§ The task: Set down the passage below on telephone exchanges in country towns, word for word, from "Demand for telephone" to "the trunk positions.".
··· Given passage
Demand for telephone service in country towns in the decade after the war was largely met by the installation of locally designed and manufactured CB exchanges, as automatic equipment was in short supply. Generally these exchanges had a capacity of 2000 lines, but in some cases this was extended to 3000 lines by increasing the height of the switchboards and in most cases there was a sleeve control trunk board in the same room and the subscribers' multiple was extended over the trunk positions.

A range of trunking and switching arrangements was developed for various types of country networks. Quite common was a single automatic exchange with three or four digit numbering and with access to an operator on level 0 and sometimes access to nearby manual exchanges on single digit codes. At the same time, a few cities developed networks of two or three exchanges, while another pattern was a ring of RAXs surrounding a town with open numbering between them. A different category was an automatic exchange near the periphery of a unit fee area and within unit fee distance of part, but not all, of that area and by judicious choice of codes and access barring, arrangements were usually made for automatic access for unit fee calls. Special arrangements were developed also for the larger industrial areas such as Wollongong.
······
··· Information supplied
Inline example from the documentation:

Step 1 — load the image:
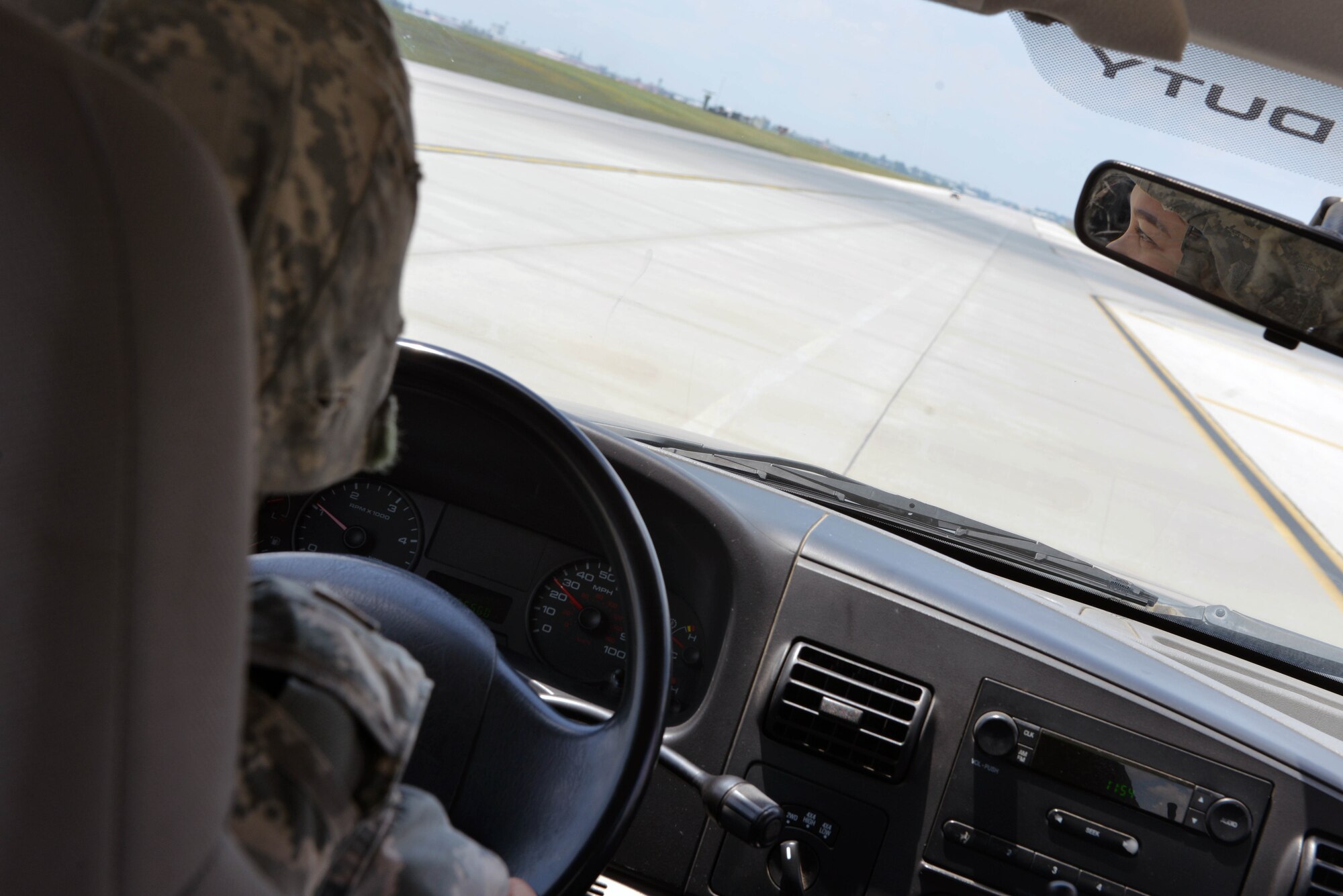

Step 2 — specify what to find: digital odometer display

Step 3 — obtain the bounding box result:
[1030,731,1194,824]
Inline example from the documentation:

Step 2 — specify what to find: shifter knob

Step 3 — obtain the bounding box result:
[975,711,1017,756]
[764,840,819,896]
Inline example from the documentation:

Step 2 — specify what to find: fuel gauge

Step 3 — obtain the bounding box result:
[251,495,294,554]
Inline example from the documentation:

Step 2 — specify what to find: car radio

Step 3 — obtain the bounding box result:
[924,680,1272,896]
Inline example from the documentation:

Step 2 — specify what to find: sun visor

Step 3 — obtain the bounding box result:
[1011,12,1343,184]
[937,0,1189,60]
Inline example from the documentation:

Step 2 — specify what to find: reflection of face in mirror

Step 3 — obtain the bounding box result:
[1109,184,1189,277]
[1078,168,1343,353]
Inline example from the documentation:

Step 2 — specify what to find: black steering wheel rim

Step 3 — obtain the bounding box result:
[252,341,670,896]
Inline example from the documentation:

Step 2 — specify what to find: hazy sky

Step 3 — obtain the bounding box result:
[412,0,1343,219]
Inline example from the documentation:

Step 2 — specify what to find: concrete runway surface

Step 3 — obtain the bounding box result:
[403,63,1343,645]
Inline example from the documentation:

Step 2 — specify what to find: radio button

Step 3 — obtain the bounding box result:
[975,711,1017,756]
[979,837,1035,870]
[1030,853,1077,884]
[941,821,988,852]
[1013,719,1039,750]
[1207,797,1250,844]
[1189,787,1222,811]
[1077,870,1125,896]
[1045,809,1138,858]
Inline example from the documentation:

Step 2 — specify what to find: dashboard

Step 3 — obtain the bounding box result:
[252,458,714,720]
[262,352,1343,896]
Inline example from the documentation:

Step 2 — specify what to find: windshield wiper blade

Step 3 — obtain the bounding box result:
[659,440,1159,607]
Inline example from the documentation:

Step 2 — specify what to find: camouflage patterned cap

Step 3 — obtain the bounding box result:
[1139,179,1343,338]
[83,0,419,493]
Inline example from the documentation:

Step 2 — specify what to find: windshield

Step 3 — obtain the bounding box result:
[391,0,1343,657]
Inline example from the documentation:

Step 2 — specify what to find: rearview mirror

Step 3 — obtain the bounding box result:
[1074,162,1343,356]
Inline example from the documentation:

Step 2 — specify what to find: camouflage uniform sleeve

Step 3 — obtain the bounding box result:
[242,578,508,896]
[326,786,509,896]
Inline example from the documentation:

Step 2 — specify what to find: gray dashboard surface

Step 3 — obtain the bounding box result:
[381,354,1343,896]
[588,440,1343,896]
[802,516,1343,790]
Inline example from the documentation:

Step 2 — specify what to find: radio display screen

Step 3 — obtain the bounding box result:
[1030,731,1194,824]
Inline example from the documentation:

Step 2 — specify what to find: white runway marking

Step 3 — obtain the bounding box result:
[403,64,1343,644]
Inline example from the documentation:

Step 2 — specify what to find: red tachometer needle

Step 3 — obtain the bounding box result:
[317,501,348,531]
[551,578,583,613]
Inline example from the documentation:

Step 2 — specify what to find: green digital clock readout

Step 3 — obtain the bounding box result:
[1030,731,1194,824]
[1105,781,1138,802]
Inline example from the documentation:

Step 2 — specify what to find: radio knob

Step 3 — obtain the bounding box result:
[975,711,1017,756]
[1207,797,1250,844]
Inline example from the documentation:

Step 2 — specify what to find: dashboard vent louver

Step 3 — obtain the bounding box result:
[766,641,932,781]
[1292,836,1343,896]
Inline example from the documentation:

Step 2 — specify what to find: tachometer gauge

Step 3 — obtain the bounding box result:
[528,559,704,713]
[294,479,423,568]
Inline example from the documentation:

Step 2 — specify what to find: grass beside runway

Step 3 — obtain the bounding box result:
[387,8,911,180]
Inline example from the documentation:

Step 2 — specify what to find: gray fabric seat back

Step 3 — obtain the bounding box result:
[0,5,273,896]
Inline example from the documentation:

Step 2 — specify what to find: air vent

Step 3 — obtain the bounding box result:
[766,641,932,781]
[1292,836,1343,896]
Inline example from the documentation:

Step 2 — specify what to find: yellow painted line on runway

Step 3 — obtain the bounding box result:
[1091,295,1343,609]
[1198,396,1343,450]
[415,144,902,199]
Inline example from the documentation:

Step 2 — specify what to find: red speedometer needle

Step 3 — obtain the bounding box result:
[551,578,583,613]
[317,501,349,531]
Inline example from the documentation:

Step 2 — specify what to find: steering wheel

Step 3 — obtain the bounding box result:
[251,341,670,896]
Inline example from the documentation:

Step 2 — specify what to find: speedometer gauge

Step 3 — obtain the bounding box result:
[528,559,630,684]
[528,559,704,712]
[294,479,420,568]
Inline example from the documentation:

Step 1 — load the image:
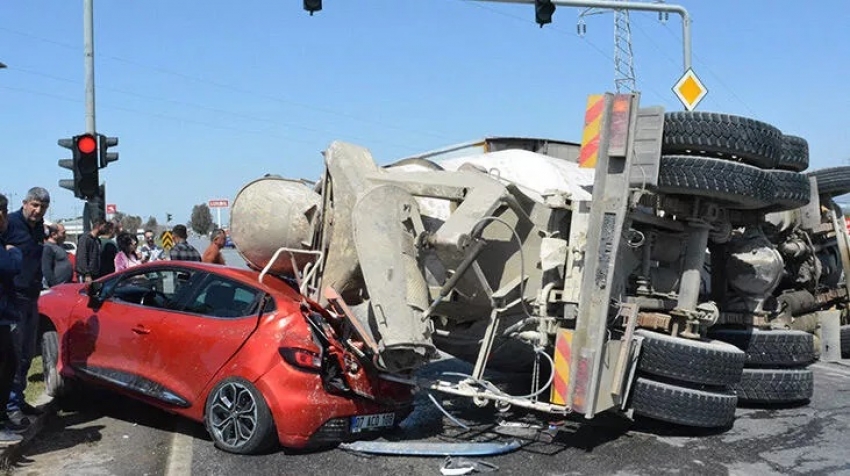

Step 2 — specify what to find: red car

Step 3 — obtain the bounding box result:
[39,261,412,454]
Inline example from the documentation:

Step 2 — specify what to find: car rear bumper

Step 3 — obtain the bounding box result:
[256,363,412,448]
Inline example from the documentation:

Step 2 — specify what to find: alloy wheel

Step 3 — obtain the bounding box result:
[209,382,257,448]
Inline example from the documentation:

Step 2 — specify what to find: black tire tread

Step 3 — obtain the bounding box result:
[41,330,71,398]
[770,170,812,211]
[841,325,850,359]
[806,165,850,196]
[709,329,815,367]
[661,111,782,169]
[732,368,814,403]
[631,377,738,428]
[658,155,776,209]
[776,135,809,172]
[635,329,746,386]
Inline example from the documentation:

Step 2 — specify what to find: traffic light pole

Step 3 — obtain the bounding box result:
[83,0,101,233]
[83,0,97,134]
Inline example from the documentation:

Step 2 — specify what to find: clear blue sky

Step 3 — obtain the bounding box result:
[0,0,850,223]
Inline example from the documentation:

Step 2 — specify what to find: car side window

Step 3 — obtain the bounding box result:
[110,269,192,309]
[183,275,262,317]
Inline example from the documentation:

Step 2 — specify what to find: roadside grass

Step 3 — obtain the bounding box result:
[24,355,44,404]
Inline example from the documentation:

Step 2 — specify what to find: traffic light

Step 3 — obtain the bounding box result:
[534,0,555,28]
[304,0,322,16]
[58,134,100,199]
[97,134,118,168]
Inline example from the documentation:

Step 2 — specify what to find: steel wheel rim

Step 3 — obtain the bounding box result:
[209,382,257,448]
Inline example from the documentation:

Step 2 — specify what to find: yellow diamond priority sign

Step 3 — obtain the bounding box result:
[160,230,174,251]
[673,68,708,111]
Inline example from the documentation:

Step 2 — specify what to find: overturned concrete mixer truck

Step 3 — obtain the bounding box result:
[230,94,848,427]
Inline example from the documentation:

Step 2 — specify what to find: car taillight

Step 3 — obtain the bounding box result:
[278,347,322,372]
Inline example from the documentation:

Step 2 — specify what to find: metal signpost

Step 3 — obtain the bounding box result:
[207,198,230,228]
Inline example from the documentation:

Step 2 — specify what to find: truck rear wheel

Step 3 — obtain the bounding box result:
[635,329,745,386]
[841,326,850,359]
[661,111,782,169]
[770,170,812,211]
[658,155,776,209]
[776,135,809,172]
[631,377,738,428]
[708,329,815,367]
[732,368,814,403]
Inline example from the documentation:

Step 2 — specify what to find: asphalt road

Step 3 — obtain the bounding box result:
[13,359,850,476]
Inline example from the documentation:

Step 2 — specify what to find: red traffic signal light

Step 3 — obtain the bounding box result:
[77,134,97,154]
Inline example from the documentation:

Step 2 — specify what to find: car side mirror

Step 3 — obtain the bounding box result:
[86,281,103,297]
[86,281,103,310]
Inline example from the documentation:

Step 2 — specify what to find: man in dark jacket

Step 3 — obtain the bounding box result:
[3,187,50,425]
[0,195,23,444]
[41,223,74,288]
[77,217,106,283]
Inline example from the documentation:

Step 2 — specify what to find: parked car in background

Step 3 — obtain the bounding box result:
[39,261,412,454]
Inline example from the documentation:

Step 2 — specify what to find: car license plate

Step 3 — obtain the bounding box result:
[351,413,395,433]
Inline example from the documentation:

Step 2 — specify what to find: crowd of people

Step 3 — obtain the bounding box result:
[0,187,227,445]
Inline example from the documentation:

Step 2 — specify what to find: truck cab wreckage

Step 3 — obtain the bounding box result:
[230,94,850,427]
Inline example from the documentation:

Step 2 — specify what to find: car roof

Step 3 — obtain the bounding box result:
[122,260,302,300]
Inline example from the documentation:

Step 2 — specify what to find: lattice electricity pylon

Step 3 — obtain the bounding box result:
[576,0,637,93]
[614,10,636,93]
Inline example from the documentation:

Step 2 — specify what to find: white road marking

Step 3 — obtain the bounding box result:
[810,362,850,378]
[165,424,194,476]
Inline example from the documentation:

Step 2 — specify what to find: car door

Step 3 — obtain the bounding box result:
[67,268,200,400]
[145,273,264,408]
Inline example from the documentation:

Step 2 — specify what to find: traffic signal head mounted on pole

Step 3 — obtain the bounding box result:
[304,0,322,16]
[59,134,100,199]
[534,0,555,28]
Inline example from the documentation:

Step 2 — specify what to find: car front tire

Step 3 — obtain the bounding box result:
[204,377,277,454]
[41,331,71,398]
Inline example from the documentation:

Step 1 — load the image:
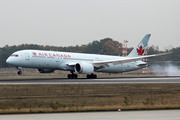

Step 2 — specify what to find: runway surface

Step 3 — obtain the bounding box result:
[0,77,180,84]
[0,110,180,120]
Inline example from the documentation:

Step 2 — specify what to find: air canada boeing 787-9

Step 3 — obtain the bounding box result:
[6,34,168,79]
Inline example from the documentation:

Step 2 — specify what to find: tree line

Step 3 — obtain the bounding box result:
[0,38,180,67]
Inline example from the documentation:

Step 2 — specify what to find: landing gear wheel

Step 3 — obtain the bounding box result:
[86,74,97,79]
[67,74,78,79]
[17,71,22,75]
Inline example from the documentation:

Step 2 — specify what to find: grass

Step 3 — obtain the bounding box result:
[0,84,180,113]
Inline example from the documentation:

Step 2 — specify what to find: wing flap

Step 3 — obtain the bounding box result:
[92,52,172,67]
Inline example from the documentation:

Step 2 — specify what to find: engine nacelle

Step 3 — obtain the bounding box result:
[74,62,94,74]
[37,69,55,73]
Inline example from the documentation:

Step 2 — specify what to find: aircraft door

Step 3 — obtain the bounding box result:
[25,53,30,60]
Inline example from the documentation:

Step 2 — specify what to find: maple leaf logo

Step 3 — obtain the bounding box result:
[32,52,37,56]
[137,46,144,56]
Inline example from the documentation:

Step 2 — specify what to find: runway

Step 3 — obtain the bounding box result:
[0,110,180,120]
[0,76,180,84]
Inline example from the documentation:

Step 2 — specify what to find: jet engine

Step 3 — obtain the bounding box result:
[74,62,94,74]
[37,69,55,73]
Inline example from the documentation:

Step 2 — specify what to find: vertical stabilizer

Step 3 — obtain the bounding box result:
[127,34,151,57]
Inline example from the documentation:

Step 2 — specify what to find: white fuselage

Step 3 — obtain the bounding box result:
[6,50,147,73]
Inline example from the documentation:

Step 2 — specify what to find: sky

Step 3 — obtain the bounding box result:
[0,0,180,50]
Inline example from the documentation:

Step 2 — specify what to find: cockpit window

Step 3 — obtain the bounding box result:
[11,54,18,57]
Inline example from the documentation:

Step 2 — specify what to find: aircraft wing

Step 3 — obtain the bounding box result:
[67,52,172,68]
[92,52,171,68]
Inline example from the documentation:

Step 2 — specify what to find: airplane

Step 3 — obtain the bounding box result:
[6,34,169,79]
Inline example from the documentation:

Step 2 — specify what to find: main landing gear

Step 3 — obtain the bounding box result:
[67,72,78,79]
[17,67,22,75]
[86,73,97,79]
[17,70,22,75]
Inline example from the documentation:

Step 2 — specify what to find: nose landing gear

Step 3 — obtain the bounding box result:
[86,73,97,79]
[67,72,78,79]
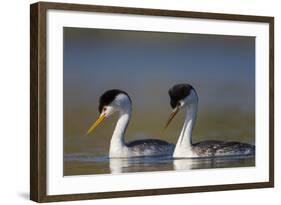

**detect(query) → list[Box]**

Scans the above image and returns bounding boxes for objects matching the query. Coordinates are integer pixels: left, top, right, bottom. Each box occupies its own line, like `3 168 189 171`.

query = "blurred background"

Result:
63 27 255 174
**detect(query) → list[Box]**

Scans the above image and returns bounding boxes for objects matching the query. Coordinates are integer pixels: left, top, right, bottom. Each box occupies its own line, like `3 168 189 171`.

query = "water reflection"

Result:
109 156 255 174
64 153 255 176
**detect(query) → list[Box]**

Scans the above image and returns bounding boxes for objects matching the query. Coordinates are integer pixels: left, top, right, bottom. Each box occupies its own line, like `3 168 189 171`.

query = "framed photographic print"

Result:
30 2 274 202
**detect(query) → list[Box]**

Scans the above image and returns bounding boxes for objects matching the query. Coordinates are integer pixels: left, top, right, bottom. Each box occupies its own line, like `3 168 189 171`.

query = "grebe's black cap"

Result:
99 89 131 113
169 84 194 109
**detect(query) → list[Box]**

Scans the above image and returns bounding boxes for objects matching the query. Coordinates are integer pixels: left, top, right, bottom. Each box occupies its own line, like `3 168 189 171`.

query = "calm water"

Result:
63 27 255 175
64 153 255 176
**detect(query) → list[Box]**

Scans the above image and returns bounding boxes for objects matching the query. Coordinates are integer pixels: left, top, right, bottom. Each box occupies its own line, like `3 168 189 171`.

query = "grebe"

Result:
87 89 174 158
165 84 255 158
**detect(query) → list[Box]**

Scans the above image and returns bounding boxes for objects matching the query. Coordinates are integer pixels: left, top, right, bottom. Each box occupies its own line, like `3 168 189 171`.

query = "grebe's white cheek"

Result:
102 106 116 118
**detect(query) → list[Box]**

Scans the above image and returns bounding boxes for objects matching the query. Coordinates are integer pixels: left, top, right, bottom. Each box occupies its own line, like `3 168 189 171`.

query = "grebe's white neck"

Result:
109 94 132 157
173 102 198 157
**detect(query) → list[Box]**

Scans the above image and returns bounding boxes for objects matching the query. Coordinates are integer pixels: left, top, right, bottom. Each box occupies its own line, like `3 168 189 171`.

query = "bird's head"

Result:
87 89 132 135
165 84 198 128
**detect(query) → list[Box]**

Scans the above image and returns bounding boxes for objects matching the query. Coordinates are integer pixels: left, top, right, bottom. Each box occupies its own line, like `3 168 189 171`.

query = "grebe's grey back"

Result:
166 84 255 158
87 89 175 158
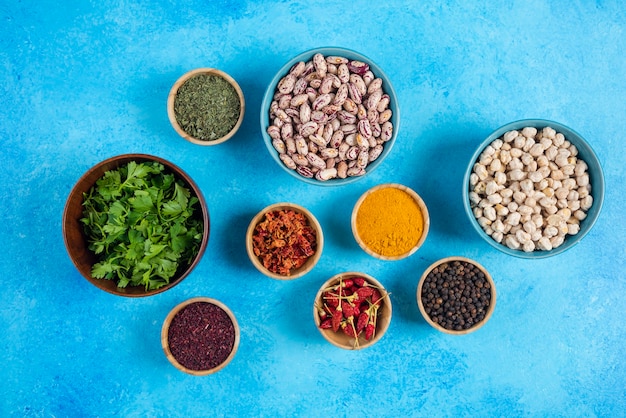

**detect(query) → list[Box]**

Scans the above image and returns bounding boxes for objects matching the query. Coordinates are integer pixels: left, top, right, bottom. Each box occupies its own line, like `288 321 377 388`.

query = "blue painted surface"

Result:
0 0 626 417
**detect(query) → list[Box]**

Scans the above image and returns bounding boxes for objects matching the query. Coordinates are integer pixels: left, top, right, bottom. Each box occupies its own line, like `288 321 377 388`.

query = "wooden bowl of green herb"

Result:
167 68 246 145
63 154 210 297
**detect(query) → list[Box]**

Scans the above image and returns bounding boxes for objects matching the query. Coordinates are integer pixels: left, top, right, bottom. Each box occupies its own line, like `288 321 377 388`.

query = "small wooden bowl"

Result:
161 297 240 376
351 183 430 261
167 68 246 145
417 257 496 335
62 154 210 297
313 271 392 350
246 202 324 280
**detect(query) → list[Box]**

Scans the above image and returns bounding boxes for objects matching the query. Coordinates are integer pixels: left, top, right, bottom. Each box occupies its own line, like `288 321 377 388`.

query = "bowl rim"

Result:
167 67 246 146
161 296 241 376
350 183 430 261
61 153 211 298
246 202 324 280
313 271 393 350
416 256 497 335
462 119 605 259
260 46 400 187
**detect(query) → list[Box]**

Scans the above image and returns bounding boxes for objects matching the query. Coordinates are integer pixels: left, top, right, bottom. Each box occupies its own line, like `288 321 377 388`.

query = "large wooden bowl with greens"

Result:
63 154 210 297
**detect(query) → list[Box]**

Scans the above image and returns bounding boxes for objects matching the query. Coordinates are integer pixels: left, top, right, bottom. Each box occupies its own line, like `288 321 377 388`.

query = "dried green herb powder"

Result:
174 74 241 141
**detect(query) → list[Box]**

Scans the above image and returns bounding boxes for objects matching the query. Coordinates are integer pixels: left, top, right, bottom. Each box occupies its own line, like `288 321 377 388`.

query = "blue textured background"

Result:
0 0 626 417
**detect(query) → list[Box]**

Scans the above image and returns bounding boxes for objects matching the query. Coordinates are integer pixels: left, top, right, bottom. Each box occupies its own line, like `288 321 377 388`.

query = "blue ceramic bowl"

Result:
261 47 400 186
463 119 604 259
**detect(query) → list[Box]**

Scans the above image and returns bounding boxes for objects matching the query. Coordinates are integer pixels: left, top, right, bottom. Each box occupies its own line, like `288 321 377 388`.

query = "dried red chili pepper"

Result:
319 278 387 347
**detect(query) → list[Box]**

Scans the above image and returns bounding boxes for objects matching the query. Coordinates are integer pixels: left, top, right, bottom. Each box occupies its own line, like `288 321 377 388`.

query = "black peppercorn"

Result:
······
§ Correct output:
Demand for telephone service in country towns in the decade after the war was largely met by the installation of locally designed and manufactured CB exchanges, as automatic equipment was in short supply. Generally these exchanges had a capacity of 2000 lines, but in some cases this was extended to 3000 lines by increasing the height of the switchboards and in most cases there was a sleeve control trunk board in the same room and the subscribers' multiple was extended over the trunk positions.